TASK: Rewrite the Greek train crash report from "But frustration and" to "to see installed.", putting "station manager" in place of "stationmaster".

Officials say the search for survivors at the site of Greece’s deadliest train crash has ended. At least 57 bodies and human remains have been removed from the wreckage, but an undisclosed number of passengers remain missing. VOA reports on the growing anger and frustration across the nation as protests come with the end of a three-day period of national mourning.
Firefighters and volunteers say a final inspection of mangled passenger rail cars would be completed by the end of Friday, before fleets of cranes and heavy machinery moved to clear wreckage and restore the operation of Greece’s railway network.
The carriages were thrown off the tracks, crushed, and engulfed in flames when a high-speed passenger train packed with some 350 people, mainly university students, collided head-on with a freight train late Tuesday.
Rescue crews say all forensic evidence had been gathered from the rail cars, but a final sweep of the wagons would be conducted before they were moved. A final batch of black bags with forensic evidence, mobile phones, ruck sacks and personal belongings were delivered to police late Thursday to assist in ongoing investigations.
But frustration and anger is growing among grieving relatives and Greeks altogether.
A Greek government spokesman said the stationmaster on duty near the site of Tuesday’s train collision has admitted to being guilty of negligence.
On Friday, railway workers walked off their jobs for a second day, complaining of a train network that remains outdated, underfunded and dangerous because of lacking security systems that Greek taxpayers paid for decades ago, but have yet to see installed.
In Athens and Larissa, near the site of the crash, students protested in the streets, accusing authorities of waging what they called a “cover up.” They vowed in massive banners they hoisted during their protests to become, as they put it, “the voice of the dead.”
The demonstrations took place as scores of parents and relatives remained gathered outside a hospital near the site of the crash, waiting for the results of DNA tests that could identify their loved ones. By Friday, only 24 of the remains collected by crews from the wreckage have been identified, bringing painful closure to relatives.
For dozens more, the agony continues, especially for those whose relatives remain missing and unaccounted for.
Dimitris Bournazis, who lost his father and 15-year-old brother, is among them.
“No one has told us anything,” he told television crews. “I’ve called the railway company four times to get some sort of information about my relatives, and I have been placed on hold with a machine-operated message system telling me how to enjoy Greece’s safest travel.”
The government of conservative Prime Minister Kyriakos Mitsotakis has vowed to set up a cross-party committee to investigate the causes of the crash, afford speedy justice and remedy longstanding flaws in the country’s railway system.
Critics say the action is late by 57 lost lives.

DATA FOR REVIEW:

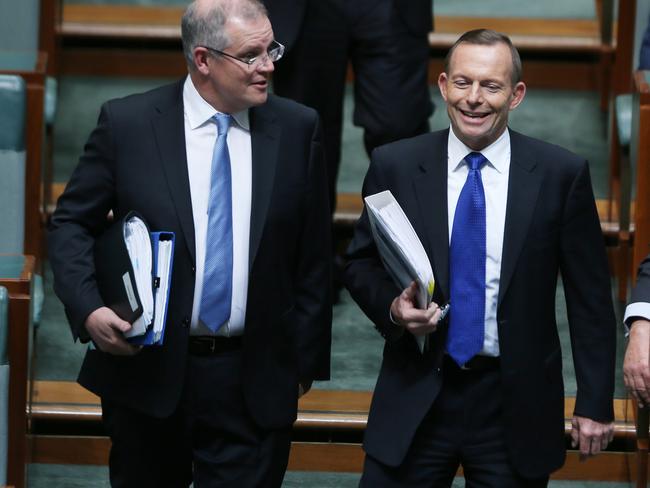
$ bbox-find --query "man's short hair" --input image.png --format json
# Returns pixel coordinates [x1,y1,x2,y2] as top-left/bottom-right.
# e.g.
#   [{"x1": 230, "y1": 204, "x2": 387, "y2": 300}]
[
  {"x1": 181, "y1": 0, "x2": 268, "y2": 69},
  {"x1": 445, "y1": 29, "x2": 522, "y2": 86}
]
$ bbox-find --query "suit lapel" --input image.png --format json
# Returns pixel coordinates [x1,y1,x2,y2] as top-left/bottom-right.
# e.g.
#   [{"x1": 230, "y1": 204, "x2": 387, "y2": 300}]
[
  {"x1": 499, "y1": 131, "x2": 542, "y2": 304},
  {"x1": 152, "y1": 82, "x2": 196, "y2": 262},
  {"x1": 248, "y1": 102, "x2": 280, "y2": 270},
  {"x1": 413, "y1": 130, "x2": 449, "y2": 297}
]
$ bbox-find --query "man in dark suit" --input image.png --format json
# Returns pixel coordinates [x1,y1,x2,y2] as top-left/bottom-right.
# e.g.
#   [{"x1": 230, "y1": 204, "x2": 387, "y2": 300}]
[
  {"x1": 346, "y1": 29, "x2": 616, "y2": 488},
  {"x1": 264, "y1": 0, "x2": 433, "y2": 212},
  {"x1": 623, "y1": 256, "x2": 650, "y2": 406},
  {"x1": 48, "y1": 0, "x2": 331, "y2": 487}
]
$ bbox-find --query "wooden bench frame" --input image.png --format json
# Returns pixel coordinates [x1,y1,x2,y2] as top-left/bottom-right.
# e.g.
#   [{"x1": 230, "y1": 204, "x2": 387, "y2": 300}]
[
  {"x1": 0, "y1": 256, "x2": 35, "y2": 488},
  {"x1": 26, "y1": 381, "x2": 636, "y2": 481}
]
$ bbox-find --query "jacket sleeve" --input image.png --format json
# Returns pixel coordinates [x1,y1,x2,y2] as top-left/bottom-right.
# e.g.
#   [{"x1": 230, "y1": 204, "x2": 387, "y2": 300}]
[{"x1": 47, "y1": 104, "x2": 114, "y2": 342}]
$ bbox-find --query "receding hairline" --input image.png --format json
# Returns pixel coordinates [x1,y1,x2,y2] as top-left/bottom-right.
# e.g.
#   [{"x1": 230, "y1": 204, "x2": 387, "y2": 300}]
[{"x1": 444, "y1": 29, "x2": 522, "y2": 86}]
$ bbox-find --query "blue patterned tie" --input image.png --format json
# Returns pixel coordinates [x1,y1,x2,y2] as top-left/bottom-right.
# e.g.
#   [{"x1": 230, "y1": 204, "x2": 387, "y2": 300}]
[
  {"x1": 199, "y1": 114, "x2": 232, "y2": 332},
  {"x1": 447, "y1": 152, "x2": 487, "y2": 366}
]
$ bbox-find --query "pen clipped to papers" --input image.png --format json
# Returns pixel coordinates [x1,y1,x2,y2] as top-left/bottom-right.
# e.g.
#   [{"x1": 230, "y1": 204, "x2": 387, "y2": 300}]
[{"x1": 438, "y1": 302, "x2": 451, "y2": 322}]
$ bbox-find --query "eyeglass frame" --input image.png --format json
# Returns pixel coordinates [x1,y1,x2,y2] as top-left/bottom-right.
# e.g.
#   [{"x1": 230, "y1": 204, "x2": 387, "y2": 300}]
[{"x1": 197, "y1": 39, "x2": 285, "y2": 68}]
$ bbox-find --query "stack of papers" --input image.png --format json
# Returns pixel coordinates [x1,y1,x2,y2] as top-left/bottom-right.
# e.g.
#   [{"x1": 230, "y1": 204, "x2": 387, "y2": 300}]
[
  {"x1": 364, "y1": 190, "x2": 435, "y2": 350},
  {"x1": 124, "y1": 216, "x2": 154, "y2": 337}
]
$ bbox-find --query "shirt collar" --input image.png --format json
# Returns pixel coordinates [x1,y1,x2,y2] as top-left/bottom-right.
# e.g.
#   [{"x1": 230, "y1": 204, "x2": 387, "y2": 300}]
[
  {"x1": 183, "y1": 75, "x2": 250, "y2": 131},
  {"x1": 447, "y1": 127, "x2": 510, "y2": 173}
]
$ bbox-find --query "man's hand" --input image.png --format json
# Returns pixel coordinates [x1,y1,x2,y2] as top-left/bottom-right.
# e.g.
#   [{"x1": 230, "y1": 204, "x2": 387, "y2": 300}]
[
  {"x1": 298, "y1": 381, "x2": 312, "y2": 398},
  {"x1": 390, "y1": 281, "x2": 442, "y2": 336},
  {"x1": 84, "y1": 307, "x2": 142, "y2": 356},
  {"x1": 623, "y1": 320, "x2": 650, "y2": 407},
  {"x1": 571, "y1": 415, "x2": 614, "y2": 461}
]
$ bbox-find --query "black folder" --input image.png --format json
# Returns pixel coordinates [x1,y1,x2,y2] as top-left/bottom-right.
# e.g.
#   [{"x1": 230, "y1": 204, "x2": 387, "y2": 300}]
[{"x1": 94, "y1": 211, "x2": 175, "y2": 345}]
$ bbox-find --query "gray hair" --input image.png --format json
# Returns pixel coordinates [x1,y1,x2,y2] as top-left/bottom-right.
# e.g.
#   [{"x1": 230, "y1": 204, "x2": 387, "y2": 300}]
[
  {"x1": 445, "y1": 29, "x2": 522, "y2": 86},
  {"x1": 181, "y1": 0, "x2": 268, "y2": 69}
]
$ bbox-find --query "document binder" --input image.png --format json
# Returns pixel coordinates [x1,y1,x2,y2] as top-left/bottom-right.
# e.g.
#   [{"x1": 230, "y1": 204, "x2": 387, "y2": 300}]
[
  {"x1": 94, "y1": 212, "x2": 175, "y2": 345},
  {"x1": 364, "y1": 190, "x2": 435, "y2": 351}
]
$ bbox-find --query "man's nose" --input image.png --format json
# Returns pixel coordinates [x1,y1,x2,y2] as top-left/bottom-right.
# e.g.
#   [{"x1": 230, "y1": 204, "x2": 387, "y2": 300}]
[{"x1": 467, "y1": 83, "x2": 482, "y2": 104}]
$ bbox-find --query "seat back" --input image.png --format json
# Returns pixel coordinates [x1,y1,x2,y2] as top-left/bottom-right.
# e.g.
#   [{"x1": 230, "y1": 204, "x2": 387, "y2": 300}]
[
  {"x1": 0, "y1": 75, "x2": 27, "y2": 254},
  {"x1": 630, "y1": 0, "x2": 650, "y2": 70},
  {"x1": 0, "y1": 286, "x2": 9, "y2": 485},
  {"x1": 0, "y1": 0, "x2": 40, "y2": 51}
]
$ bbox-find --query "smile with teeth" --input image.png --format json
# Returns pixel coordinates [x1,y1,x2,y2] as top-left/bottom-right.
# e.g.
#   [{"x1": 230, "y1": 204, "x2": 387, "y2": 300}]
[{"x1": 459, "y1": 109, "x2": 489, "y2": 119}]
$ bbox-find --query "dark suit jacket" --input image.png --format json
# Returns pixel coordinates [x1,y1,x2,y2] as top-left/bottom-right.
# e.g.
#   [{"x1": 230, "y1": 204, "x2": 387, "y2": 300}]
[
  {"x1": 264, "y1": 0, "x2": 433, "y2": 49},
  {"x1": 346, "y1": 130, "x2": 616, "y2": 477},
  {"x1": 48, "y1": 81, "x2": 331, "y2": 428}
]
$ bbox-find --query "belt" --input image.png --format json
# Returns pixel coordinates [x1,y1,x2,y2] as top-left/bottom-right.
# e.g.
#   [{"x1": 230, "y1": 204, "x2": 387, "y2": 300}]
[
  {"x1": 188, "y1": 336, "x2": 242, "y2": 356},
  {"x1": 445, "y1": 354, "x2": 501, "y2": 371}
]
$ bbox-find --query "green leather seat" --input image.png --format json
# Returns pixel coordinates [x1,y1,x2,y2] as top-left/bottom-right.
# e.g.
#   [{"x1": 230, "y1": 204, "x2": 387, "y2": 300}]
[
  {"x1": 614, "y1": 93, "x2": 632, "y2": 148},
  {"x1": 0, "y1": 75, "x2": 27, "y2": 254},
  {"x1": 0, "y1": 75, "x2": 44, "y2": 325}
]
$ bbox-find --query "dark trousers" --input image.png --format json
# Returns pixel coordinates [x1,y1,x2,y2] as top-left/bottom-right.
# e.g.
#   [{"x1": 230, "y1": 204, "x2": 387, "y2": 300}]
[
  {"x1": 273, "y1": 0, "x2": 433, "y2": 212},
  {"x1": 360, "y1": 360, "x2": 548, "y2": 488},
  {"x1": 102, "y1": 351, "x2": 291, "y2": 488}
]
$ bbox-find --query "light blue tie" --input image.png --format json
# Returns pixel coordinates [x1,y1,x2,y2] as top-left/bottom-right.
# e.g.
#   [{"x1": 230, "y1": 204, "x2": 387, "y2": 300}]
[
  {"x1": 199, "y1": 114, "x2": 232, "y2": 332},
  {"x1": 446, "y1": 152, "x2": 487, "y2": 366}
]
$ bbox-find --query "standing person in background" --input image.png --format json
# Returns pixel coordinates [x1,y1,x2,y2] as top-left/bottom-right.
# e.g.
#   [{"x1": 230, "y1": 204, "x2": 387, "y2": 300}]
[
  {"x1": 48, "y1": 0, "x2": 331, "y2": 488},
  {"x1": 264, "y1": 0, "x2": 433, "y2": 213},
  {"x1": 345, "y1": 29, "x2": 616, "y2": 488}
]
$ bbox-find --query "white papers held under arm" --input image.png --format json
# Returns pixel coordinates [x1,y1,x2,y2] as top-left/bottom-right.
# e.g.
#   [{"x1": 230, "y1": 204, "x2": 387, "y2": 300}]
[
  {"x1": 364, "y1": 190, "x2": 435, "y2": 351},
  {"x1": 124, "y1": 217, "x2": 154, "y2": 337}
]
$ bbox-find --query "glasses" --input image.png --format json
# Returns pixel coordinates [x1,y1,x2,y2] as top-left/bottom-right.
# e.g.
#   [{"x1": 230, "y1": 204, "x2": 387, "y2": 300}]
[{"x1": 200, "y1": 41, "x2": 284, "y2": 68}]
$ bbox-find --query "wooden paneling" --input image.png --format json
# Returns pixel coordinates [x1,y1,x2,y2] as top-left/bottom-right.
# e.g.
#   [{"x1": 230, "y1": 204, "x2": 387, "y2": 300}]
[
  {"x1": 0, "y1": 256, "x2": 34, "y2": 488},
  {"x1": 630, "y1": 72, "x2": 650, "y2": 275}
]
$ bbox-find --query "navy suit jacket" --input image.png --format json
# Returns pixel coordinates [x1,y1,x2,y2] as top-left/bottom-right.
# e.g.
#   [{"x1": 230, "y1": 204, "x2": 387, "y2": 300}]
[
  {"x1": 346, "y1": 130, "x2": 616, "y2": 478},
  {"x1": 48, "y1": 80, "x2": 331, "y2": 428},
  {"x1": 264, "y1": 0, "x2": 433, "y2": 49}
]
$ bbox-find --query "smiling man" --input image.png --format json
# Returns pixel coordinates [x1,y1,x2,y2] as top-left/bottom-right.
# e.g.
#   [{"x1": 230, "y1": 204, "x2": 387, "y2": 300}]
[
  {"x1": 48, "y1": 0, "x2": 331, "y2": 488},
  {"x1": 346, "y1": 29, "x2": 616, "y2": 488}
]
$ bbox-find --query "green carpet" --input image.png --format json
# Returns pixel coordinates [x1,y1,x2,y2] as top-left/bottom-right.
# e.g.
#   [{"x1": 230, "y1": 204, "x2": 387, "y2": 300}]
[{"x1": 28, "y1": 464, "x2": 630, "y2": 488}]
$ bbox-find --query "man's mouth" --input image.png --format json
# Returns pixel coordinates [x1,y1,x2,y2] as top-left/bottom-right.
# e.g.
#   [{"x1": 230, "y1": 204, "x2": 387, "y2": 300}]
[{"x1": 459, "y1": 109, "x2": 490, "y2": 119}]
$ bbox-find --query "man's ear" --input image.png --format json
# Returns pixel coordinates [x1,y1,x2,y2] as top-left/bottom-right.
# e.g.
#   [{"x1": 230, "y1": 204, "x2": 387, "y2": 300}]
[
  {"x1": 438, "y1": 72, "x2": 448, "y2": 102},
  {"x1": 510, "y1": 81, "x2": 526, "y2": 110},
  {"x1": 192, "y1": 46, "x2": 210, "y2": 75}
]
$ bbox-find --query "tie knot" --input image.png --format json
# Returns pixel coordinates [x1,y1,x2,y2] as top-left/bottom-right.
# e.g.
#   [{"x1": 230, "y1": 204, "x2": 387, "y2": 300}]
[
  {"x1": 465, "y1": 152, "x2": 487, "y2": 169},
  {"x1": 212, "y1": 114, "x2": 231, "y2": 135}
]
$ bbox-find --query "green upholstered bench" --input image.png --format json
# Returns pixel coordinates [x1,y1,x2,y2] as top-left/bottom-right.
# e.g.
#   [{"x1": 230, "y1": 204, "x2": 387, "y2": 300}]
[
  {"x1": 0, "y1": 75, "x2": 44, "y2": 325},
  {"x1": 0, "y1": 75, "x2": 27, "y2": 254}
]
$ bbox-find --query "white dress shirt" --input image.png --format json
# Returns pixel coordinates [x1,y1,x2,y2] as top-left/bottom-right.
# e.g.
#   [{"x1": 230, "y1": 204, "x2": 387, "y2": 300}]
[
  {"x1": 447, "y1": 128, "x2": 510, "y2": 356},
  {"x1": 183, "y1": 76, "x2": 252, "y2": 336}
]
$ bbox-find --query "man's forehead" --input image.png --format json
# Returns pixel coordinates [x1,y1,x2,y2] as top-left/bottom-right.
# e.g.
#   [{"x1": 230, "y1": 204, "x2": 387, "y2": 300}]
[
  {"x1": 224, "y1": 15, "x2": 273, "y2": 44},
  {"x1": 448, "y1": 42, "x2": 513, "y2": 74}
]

EXERCISE ANSWER:
But frustration and anger is growing among grieving relatives and Greeks altogether.
A Greek government spokesman said the station manager on duty near the site of Tuesday’s train collision has admitted to being guilty of negligence.
On Friday, railway workers walked off their jobs for a second day, complaining of a train network that remains outdated, underfunded and dangerous because of lacking security systems that Greek taxpayers paid for decades ago, but have yet to see installed.